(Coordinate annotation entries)
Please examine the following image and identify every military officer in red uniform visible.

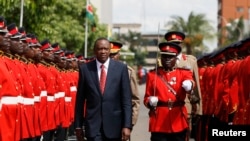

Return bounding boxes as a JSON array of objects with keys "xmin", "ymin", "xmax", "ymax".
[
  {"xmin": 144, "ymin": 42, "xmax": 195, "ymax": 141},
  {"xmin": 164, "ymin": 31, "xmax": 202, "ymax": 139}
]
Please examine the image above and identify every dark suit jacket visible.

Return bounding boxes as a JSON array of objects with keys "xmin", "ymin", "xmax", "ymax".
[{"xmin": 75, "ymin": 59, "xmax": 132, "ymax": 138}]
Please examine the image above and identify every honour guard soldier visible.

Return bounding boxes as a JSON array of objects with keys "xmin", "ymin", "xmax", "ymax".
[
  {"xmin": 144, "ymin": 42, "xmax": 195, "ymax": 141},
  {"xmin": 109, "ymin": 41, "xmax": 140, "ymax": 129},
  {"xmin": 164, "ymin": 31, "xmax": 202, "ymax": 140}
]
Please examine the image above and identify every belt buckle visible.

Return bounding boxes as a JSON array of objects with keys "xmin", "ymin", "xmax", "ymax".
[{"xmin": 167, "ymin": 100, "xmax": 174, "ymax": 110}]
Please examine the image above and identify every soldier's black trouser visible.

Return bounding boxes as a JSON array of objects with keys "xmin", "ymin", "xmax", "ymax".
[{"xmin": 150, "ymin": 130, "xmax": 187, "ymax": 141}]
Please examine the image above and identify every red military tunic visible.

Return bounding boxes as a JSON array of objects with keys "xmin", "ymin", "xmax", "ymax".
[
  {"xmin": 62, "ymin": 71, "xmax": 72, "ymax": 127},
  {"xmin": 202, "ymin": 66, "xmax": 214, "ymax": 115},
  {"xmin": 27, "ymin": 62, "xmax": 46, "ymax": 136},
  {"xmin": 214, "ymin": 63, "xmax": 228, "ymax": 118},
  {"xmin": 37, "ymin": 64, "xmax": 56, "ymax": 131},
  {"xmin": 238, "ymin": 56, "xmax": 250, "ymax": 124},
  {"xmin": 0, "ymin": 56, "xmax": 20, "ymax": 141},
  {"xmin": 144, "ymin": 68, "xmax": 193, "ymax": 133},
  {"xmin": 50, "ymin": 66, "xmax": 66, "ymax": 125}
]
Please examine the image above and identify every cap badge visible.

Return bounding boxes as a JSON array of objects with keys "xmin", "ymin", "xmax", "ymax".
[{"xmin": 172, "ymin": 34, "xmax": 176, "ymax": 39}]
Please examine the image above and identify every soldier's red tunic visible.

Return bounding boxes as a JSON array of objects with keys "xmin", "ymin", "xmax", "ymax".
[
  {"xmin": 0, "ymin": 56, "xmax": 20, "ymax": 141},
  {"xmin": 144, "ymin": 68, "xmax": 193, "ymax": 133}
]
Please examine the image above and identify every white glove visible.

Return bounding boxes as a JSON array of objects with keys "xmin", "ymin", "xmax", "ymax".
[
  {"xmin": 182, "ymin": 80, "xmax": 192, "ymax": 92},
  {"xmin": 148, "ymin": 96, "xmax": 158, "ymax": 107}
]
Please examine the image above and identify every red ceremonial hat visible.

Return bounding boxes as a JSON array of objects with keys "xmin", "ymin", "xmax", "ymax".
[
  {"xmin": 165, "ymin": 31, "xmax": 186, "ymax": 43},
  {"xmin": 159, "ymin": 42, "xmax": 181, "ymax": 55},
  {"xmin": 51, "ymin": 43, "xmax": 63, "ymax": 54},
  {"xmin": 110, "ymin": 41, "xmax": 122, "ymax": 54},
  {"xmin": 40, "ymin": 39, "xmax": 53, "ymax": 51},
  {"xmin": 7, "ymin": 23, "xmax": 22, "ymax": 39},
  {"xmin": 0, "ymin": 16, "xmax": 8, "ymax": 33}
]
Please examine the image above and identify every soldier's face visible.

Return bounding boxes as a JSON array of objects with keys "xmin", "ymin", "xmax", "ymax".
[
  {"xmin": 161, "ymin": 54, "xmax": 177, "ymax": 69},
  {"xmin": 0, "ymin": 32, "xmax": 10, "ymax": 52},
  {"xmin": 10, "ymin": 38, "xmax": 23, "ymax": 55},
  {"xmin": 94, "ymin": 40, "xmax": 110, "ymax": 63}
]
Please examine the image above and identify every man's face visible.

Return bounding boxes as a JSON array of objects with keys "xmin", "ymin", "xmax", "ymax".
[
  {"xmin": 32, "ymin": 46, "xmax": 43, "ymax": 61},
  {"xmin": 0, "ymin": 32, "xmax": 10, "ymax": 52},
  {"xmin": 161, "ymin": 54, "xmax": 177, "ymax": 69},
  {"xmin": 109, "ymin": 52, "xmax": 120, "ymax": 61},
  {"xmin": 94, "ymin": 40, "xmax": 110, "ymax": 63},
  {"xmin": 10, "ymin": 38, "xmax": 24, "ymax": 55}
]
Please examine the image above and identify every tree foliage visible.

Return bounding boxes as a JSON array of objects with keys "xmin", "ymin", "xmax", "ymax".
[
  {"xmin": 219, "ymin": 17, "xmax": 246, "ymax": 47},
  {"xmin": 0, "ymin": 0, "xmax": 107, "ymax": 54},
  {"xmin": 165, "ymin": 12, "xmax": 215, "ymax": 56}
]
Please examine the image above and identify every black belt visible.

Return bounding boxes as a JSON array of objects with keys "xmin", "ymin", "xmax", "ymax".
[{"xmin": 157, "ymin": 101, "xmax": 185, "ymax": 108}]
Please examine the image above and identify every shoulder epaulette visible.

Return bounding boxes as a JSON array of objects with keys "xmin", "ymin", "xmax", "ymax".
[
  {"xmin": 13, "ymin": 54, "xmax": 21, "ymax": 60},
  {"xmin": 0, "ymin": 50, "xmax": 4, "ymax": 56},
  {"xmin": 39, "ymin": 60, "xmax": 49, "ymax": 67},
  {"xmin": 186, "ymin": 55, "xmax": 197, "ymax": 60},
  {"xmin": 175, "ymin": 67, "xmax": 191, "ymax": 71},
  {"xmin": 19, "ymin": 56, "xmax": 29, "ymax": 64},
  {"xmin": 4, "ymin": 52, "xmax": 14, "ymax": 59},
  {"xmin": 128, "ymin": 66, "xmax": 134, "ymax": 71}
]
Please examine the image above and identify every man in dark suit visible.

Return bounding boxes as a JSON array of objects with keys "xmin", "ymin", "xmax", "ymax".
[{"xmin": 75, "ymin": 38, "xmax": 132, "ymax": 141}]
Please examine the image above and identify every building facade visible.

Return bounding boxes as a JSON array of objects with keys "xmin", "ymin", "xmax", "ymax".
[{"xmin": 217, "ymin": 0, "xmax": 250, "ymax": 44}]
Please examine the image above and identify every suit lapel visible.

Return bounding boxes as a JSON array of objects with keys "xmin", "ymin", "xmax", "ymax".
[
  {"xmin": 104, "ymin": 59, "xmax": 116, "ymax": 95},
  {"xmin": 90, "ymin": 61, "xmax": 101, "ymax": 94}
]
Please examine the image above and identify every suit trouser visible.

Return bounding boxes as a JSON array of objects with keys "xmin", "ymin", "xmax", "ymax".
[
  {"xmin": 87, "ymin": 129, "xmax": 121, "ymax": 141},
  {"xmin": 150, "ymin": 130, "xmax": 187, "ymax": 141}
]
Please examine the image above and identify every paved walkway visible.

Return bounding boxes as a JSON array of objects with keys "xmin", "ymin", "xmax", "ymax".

=== DIRECTIVE ===
Show each line of the records above that contains the string "tunic". Letter case matters.

=== EXERCISE SOLUTION ===
Please examine the image above and identify every red military tunic visible.
Please examine the image above and identify every soldier's red tunic visible.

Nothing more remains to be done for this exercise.